* start The input *

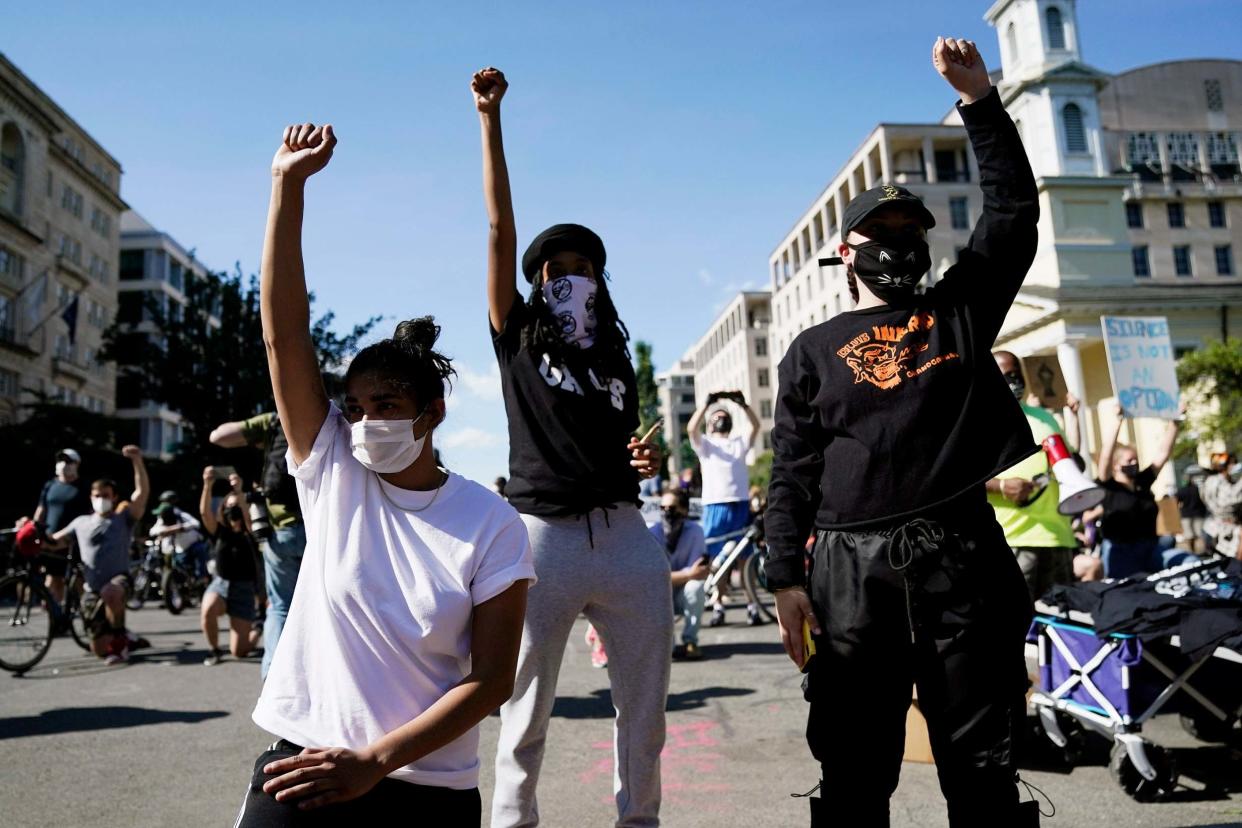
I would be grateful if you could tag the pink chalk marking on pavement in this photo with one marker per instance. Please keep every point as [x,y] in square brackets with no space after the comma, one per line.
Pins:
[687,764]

* end The input *
* start The input *

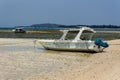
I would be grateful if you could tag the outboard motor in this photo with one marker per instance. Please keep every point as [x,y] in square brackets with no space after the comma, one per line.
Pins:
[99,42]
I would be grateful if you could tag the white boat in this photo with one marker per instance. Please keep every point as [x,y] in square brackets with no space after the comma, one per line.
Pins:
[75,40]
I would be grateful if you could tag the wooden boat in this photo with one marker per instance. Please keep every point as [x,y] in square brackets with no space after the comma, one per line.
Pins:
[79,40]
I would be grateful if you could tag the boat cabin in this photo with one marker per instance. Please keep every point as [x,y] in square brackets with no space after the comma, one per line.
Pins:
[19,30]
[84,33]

* end The input *
* start The input *

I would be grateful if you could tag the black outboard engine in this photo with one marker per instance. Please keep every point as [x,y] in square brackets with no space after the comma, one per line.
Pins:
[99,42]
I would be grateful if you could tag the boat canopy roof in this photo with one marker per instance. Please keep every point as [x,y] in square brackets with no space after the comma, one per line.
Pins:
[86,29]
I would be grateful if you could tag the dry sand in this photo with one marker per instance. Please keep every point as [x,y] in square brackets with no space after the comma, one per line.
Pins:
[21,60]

* end The input *

(Short exercise):
Please pick out every line in the listing above that contains the word "grateful", and copy each one in full. Case counts, so match only that exact capitalization.

(Solution for this task):
I would be grateful if you could tag the pink chalk marking on pavement in this photo with one marker per instance. Please keep every point as [x,y] in square brackets with no space after the comma, one per line.
I would be grateful if you could tag the outboard motor in this photo with one marker per instance. Please keep every point as [x,y] in square brackets with no space after the comma, one per line.
I would be grateful if you could tag the white boat in this photo with one marker per instance. Please keep every point as [x,y] in square brackets with no space after the comma, one per line.
I would be grateful if you could tag the wooden boat in this photo with one marker per instance. Please keep every point as [x,y] in square brackets with no space after the comma, one per line.
I would be grateful if you could tag the boat cabin in this photo with one marker per instance. Please keep every point as [x,y] in square brackets with no space after the comma, one per line.
I would be grateful if you could tag the black outboard engine in this photo with one marker per instance. Please keep every point as [x,y] in square brackets with no space after the comma, one per line.
I would be grateful if you could tag the boat canopy roof in this photo with one marker per instance. Please keep every point as [x,y] in square brackets with no space after the comma, one per line.
I would be grateful if you could tag the dry sand in this photo with one marker per instance. Please keep every point as [x,y] in square brackets with no space after the comma, one per line.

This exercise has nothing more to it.